EXERCISE INSTRUCTIONS: Show all lines of the entries in which the word "tail" is found.

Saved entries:
-- Opening Marker --

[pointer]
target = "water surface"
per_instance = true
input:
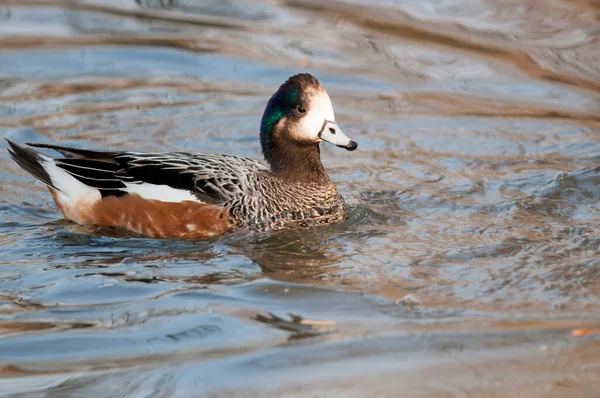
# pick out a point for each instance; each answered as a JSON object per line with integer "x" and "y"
{"x": 471, "y": 253}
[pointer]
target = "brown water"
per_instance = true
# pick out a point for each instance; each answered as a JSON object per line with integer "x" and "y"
{"x": 473, "y": 247}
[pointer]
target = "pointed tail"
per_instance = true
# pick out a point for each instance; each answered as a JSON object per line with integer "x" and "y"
{"x": 31, "y": 161}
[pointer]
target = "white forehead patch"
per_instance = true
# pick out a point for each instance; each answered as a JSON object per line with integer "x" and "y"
{"x": 320, "y": 109}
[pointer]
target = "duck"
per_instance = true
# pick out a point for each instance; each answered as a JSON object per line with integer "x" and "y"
{"x": 200, "y": 195}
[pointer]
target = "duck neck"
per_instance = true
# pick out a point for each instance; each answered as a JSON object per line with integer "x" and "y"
{"x": 294, "y": 161}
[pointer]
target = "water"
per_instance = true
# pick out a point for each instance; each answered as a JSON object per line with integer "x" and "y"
{"x": 471, "y": 253}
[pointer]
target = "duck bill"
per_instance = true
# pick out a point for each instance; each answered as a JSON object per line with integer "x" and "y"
{"x": 331, "y": 133}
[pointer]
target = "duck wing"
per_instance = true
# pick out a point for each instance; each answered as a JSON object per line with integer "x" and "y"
{"x": 165, "y": 176}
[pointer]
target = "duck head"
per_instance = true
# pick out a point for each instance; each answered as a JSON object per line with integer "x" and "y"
{"x": 300, "y": 113}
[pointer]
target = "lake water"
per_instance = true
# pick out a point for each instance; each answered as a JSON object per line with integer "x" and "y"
{"x": 471, "y": 253}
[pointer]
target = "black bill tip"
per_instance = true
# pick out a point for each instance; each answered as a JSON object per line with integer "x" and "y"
{"x": 352, "y": 145}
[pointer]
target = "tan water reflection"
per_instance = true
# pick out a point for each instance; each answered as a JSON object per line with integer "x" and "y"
{"x": 471, "y": 253}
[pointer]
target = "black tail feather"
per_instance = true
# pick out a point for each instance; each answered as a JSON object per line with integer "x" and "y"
{"x": 30, "y": 161}
{"x": 74, "y": 153}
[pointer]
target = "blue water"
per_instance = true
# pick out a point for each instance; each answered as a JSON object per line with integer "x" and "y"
{"x": 472, "y": 250}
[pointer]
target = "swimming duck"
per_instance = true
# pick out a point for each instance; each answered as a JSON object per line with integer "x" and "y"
{"x": 199, "y": 195}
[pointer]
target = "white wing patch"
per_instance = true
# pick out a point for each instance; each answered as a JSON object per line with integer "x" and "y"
{"x": 71, "y": 190}
{"x": 163, "y": 193}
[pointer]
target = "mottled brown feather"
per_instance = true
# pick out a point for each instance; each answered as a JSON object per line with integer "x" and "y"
{"x": 184, "y": 220}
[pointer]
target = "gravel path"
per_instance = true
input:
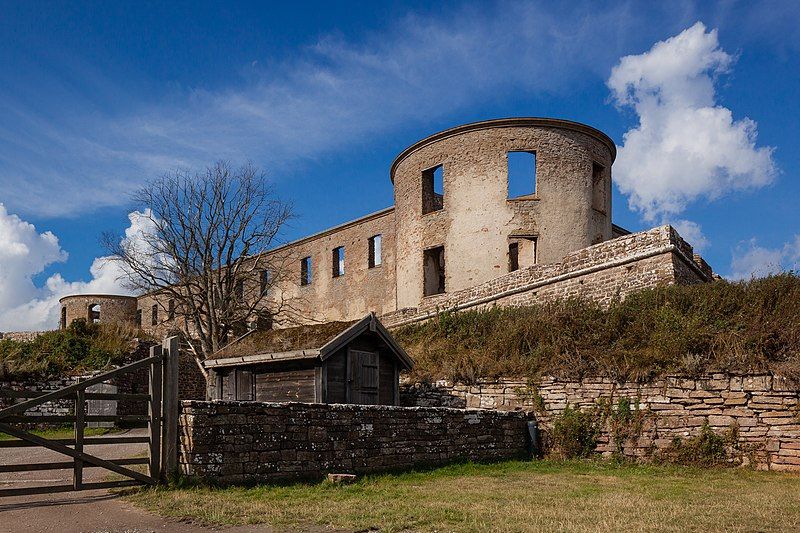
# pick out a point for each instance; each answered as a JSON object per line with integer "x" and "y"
{"x": 80, "y": 512}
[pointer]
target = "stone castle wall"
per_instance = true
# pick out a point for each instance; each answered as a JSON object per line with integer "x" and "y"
{"x": 235, "y": 442}
{"x": 478, "y": 219}
{"x": 602, "y": 272}
{"x": 764, "y": 410}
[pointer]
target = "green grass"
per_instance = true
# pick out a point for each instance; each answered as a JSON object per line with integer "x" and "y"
{"x": 746, "y": 327}
{"x": 62, "y": 433}
{"x": 509, "y": 496}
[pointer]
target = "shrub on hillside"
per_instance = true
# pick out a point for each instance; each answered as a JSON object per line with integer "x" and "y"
{"x": 744, "y": 326}
{"x": 574, "y": 433}
{"x": 80, "y": 347}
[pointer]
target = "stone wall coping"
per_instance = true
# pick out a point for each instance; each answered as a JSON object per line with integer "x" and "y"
{"x": 210, "y": 404}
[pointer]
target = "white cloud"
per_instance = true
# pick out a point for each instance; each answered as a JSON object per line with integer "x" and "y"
{"x": 751, "y": 260}
{"x": 335, "y": 93}
{"x": 686, "y": 146}
{"x": 692, "y": 233}
{"x": 24, "y": 253}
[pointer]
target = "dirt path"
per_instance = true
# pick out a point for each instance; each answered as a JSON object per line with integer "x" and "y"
{"x": 79, "y": 512}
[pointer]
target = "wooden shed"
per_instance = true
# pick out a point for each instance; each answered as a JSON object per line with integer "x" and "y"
{"x": 336, "y": 362}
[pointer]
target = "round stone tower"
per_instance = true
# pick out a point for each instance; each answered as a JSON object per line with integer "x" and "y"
{"x": 102, "y": 308}
{"x": 461, "y": 221}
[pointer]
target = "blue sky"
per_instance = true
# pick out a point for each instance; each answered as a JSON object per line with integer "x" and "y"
{"x": 96, "y": 97}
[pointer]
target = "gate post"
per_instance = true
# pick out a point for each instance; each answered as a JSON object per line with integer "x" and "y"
{"x": 171, "y": 408}
{"x": 155, "y": 413}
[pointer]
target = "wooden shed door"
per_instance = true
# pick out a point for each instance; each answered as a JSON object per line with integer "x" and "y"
{"x": 363, "y": 377}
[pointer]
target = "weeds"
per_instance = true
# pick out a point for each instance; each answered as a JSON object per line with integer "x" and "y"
{"x": 751, "y": 326}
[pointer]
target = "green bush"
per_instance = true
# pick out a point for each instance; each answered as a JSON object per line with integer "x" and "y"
{"x": 748, "y": 326}
{"x": 574, "y": 433}
{"x": 705, "y": 449}
{"x": 79, "y": 348}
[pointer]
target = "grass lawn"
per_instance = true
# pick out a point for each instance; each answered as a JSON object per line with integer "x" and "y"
{"x": 62, "y": 433}
{"x": 509, "y": 496}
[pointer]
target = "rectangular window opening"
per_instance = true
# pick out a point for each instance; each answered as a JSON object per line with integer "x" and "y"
{"x": 305, "y": 271}
{"x": 238, "y": 289}
{"x": 374, "y": 251}
{"x": 433, "y": 189}
{"x": 337, "y": 261}
{"x": 433, "y": 270}
{"x": 598, "y": 188}
{"x": 521, "y": 174}
{"x": 265, "y": 281}
{"x": 513, "y": 256}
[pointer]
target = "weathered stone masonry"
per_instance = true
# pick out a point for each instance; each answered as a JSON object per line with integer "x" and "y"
{"x": 762, "y": 407}
{"x": 234, "y": 442}
{"x": 602, "y": 272}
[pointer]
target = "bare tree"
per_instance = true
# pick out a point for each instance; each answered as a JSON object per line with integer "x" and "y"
{"x": 204, "y": 247}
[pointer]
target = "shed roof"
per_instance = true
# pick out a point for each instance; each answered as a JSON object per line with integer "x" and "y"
{"x": 302, "y": 342}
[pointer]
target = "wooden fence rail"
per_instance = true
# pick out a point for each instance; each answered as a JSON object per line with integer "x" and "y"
{"x": 161, "y": 420}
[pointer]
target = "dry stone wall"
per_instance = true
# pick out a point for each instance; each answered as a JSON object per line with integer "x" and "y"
{"x": 762, "y": 409}
{"x": 235, "y": 442}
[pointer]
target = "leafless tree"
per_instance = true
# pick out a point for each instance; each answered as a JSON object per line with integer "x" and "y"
{"x": 203, "y": 246}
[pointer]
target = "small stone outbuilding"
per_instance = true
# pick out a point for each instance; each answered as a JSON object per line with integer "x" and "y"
{"x": 336, "y": 362}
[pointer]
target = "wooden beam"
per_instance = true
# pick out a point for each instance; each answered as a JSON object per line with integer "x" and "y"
{"x": 66, "y": 391}
{"x": 154, "y": 408}
{"x": 85, "y": 457}
{"x": 80, "y": 413}
{"x": 170, "y": 409}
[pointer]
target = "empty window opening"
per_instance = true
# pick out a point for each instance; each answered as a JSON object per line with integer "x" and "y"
{"x": 433, "y": 189}
{"x": 305, "y": 271}
{"x": 265, "y": 281}
{"x": 238, "y": 289}
{"x": 94, "y": 313}
{"x": 433, "y": 270}
{"x": 521, "y": 252}
{"x": 598, "y": 188}
{"x": 337, "y": 261}
{"x": 521, "y": 174}
{"x": 374, "y": 251}
{"x": 513, "y": 256}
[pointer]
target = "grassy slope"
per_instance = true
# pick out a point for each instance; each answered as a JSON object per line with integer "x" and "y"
{"x": 749, "y": 326}
{"x": 511, "y": 496}
{"x": 79, "y": 348}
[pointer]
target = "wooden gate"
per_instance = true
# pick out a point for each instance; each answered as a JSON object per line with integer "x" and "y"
{"x": 162, "y": 422}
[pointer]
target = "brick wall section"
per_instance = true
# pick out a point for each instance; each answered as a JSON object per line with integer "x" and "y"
{"x": 764, "y": 407}
{"x": 602, "y": 272}
{"x": 234, "y": 442}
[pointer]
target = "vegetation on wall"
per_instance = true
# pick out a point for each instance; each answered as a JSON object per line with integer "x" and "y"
{"x": 81, "y": 347}
{"x": 745, "y": 326}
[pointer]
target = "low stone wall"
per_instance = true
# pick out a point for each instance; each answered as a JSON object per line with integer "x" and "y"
{"x": 235, "y": 442}
{"x": 763, "y": 409}
{"x": 602, "y": 272}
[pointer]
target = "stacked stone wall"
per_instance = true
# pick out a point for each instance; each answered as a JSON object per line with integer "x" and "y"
{"x": 761, "y": 408}
{"x": 603, "y": 272}
{"x": 235, "y": 442}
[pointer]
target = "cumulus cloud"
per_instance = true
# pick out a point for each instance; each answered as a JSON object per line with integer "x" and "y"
{"x": 751, "y": 260}
{"x": 692, "y": 232}
{"x": 24, "y": 253}
{"x": 685, "y": 146}
{"x": 334, "y": 93}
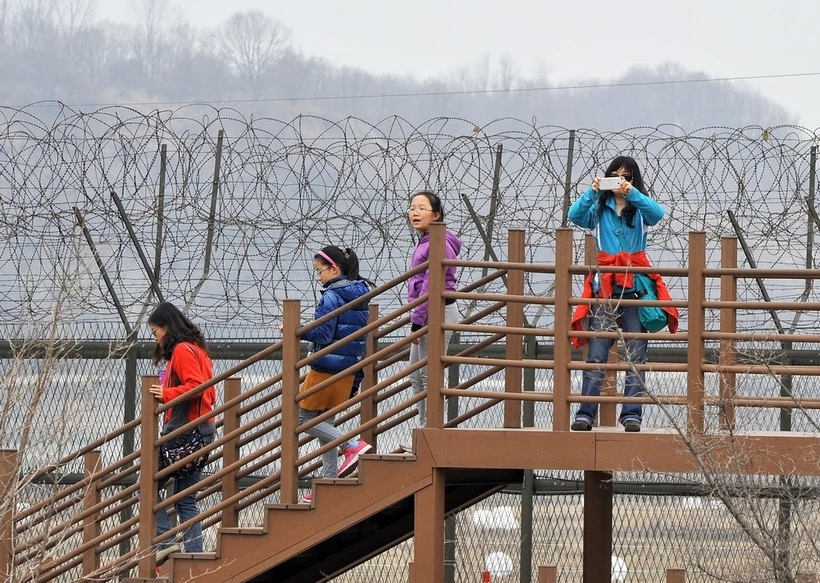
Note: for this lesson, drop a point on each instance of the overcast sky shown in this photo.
(571, 39)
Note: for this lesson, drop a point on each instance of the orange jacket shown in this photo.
(190, 366)
(609, 281)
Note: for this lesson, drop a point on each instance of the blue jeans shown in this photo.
(604, 317)
(418, 379)
(186, 508)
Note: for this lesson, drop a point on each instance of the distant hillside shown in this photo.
(248, 64)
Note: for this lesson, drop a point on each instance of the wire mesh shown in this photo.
(286, 188)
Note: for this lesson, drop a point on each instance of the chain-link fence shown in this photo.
(105, 212)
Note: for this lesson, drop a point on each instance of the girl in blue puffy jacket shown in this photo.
(338, 271)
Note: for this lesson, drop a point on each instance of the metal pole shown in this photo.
(106, 279)
(568, 178)
(163, 157)
(206, 271)
(148, 271)
(528, 485)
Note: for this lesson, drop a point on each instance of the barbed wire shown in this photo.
(287, 188)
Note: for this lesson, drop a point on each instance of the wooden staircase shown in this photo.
(349, 521)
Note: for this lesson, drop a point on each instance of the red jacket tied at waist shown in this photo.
(607, 282)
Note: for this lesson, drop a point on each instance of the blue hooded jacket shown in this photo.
(338, 292)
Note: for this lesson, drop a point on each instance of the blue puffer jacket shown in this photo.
(338, 292)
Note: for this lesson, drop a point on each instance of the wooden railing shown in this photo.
(81, 527)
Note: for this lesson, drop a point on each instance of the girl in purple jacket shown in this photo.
(425, 208)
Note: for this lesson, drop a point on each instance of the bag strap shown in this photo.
(179, 380)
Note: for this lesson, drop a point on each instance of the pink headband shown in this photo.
(326, 256)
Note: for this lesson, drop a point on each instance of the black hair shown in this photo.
(178, 329)
(435, 203)
(346, 259)
(637, 182)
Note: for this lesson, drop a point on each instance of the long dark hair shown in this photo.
(178, 329)
(435, 203)
(345, 259)
(637, 182)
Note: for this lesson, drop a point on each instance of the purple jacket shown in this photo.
(419, 284)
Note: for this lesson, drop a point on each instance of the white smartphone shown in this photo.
(609, 183)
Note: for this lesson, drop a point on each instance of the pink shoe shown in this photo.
(351, 460)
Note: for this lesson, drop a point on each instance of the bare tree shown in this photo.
(151, 35)
(75, 15)
(250, 43)
(35, 30)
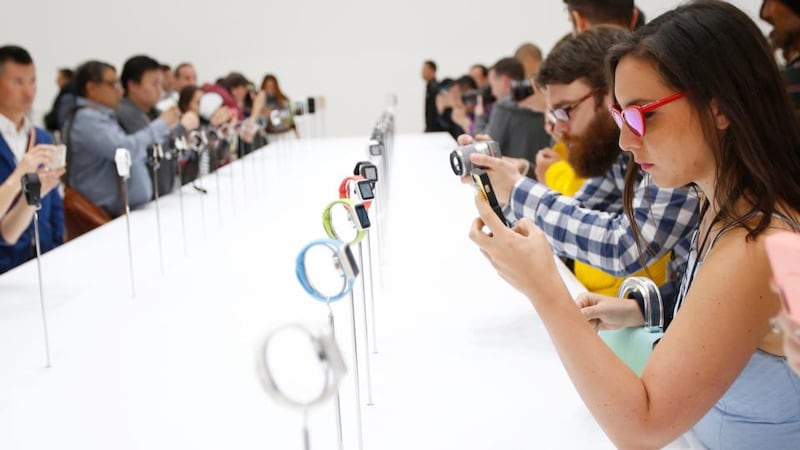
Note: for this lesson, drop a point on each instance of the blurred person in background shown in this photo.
(24, 148)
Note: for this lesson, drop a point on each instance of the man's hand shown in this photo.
(39, 155)
(190, 121)
(503, 173)
(171, 116)
(50, 179)
(544, 159)
(221, 115)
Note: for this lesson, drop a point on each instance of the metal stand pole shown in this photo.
(127, 210)
(41, 285)
(366, 326)
(339, 432)
(355, 373)
(158, 213)
(180, 200)
(371, 294)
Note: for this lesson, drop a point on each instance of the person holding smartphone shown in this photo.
(692, 108)
(24, 148)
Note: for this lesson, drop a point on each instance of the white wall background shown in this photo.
(353, 52)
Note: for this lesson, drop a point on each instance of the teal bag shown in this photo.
(634, 345)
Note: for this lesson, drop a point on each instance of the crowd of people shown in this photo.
(668, 150)
(98, 110)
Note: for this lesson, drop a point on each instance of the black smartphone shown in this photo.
(482, 182)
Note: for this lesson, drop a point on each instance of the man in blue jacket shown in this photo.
(18, 137)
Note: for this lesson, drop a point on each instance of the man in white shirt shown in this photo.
(24, 148)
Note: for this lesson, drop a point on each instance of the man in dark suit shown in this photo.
(24, 148)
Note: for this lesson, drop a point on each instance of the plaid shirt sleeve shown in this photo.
(666, 219)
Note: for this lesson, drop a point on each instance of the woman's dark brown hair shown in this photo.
(715, 53)
(279, 96)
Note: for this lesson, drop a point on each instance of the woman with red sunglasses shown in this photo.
(699, 101)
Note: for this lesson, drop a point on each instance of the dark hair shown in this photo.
(581, 56)
(279, 96)
(134, 69)
(715, 53)
(14, 54)
(181, 66)
(234, 80)
(484, 70)
(509, 67)
(618, 12)
(528, 49)
(90, 72)
(185, 97)
(66, 73)
(465, 83)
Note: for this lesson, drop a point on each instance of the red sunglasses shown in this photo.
(633, 116)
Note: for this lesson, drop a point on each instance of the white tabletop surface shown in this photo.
(463, 361)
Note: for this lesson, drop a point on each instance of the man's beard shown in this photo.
(594, 152)
(788, 42)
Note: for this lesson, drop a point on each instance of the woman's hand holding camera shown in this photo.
(40, 155)
(516, 253)
(503, 172)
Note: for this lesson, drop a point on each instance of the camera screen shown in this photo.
(351, 260)
(363, 216)
(371, 173)
(365, 190)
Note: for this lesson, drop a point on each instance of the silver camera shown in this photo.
(459, 158)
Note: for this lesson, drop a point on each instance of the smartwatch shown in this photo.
(357, 214)
(375, 148)
(363, 189)
(343, 261)
(367, 170)
(645, 292)
(330, 359)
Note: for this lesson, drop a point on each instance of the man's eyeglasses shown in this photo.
(562, 114)
(634, 116)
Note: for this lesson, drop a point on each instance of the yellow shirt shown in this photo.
(561, 177)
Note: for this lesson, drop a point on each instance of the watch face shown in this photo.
(365, 190)
(363, 216)
(370, 173)
(348, 261)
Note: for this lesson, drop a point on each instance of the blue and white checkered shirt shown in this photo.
(591, 227)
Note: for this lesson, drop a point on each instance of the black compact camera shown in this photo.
(32, 189)
(471, 97)
(520, 90)
(459, 158)
(444, 86)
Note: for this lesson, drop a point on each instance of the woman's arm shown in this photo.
(723, 321)
(16, 221)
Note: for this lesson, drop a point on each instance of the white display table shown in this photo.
(463, 362)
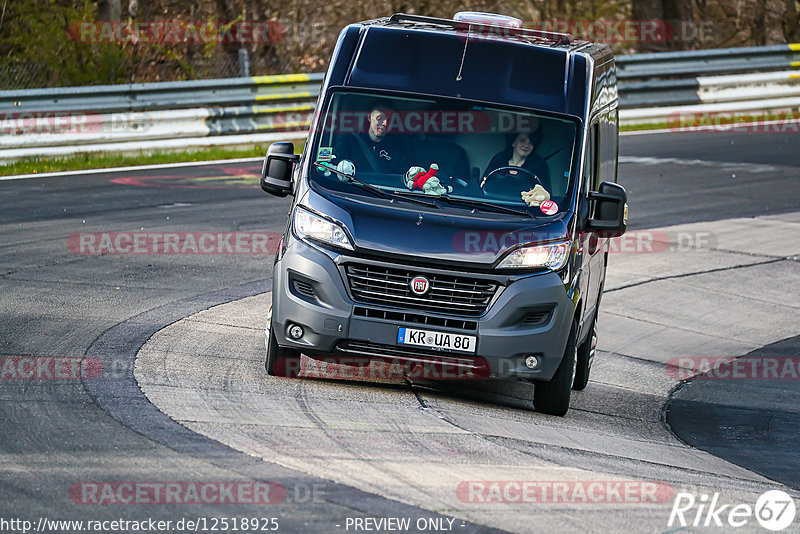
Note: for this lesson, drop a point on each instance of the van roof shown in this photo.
(494, 31)
(468, 60)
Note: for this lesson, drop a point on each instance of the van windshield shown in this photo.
(437, 148)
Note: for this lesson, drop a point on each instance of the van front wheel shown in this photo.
(552, 396)
(281, 361)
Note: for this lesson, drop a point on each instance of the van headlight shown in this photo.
(552, 256)
(309, 226)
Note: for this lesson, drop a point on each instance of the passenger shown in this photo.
(377, 150)
(520, 154)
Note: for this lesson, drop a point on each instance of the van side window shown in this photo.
(591, 176)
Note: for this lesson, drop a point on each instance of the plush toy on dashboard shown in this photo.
(535, 196)
(418, 178)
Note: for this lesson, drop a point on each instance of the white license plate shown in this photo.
(437, 340)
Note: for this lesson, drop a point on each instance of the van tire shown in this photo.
(552, 396)
(585, 350)
(281, 361)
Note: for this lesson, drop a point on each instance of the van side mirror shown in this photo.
(276, 174)
(610, 210)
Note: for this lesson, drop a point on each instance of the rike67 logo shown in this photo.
(774, 510)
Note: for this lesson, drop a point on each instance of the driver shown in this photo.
(376, 149)
(520, 154)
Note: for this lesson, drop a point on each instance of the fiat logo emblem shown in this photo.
(420, 285)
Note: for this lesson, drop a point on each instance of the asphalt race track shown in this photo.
(134, 371)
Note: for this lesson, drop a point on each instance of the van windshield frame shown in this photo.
(392, 141)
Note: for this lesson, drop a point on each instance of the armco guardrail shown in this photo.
(262, 109)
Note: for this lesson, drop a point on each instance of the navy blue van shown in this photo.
(452, 206)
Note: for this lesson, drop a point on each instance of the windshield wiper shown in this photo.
(369, 187)
(466, 202)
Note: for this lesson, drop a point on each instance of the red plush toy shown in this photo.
(421, 178)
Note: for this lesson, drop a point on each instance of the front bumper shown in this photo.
(336, 325)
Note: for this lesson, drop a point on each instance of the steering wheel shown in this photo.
(509, 187)
(512, 168)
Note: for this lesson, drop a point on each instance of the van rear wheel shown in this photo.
(552, 396)
(585, 358)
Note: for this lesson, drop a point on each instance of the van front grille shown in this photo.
(449, 294)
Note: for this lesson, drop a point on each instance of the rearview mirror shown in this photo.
(276, 174)
(610, 210)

-- Closing Marker --

ANSWER AREA:
target = "pointed tail"
target = "black tail feather"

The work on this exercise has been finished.